Instrucciones de trabajo:
**1)** Responde, a partir del texto sobre los taxis:
(a) ¿Qué periódico figura en el encabezado?
(b) ¿En qué lugar esperó la fila quien narra antes de tomar el taxi?
(c) ¿Con qué ciudad se compara Barcelona en el último párrafo?
**2)** Enumera todos los nombres de lugares que aparecen en el texto sobre los taxis.
**3)** Repite del texto sobre los taxis el fragmento comprendido entre "No sé, si siempre" y "hasta ser rudos.", ambos incluidos.

------ Texto de partida ------

¡Taxi!

El País, MARITZA GARCÍA, 09-05-2007

Cada vez que me subo a un taxi tengo la impresión de que debo rogarle al conductor que haga lo que supuestamente es el oficio de un taxista: llevar al cliente hasta donde él lo pida.

Cuando ostentaba mi barriga de casi nueve meses de embarazo y después de esperar una larga fila en plaza de Catalunya para que tocara mi turno, finalmente tomé un taxi y al darle la dirección de mi destino me dijo que no me llevaría y que mejor me bajara del taxi porque no le convenía dar tanta vuelta por un trayecto tan corto. Anonadada, porque no se apiadó de mi estado, insistí en que le pagaría el doble si me llevaba. Se negó rotundamente y tuve que abandonar el taxi, para volver a hacer otra fila.

No sé, si siempre ha sido éste el modus operandi de los taxistas en Barcelona o es que, al igual que en París, como ya sobra el trabajo se dan el lujo de despreciar al pasajero y hasta ser rudos.

------ Contenido del conjunto ------

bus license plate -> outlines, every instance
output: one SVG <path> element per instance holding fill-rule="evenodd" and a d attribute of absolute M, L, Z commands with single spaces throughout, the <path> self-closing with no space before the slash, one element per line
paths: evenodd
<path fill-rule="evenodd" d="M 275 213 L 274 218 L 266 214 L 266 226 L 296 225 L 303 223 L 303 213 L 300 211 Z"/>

------

Soluciones por tarea:
**1)**
(a) El País
(b) En plaza de Catalunya
(c) Con París

**2)**
- plaza de Catalunya
- Barcelona
- París

**3)**
No sé, si siempre ha sido éste el modus operandi de los taxistas en Barcelona o es que, al igual que en París, como ya sobra el trabajo se dan el lujo de despreciar al pasajero y hasta ser rudos.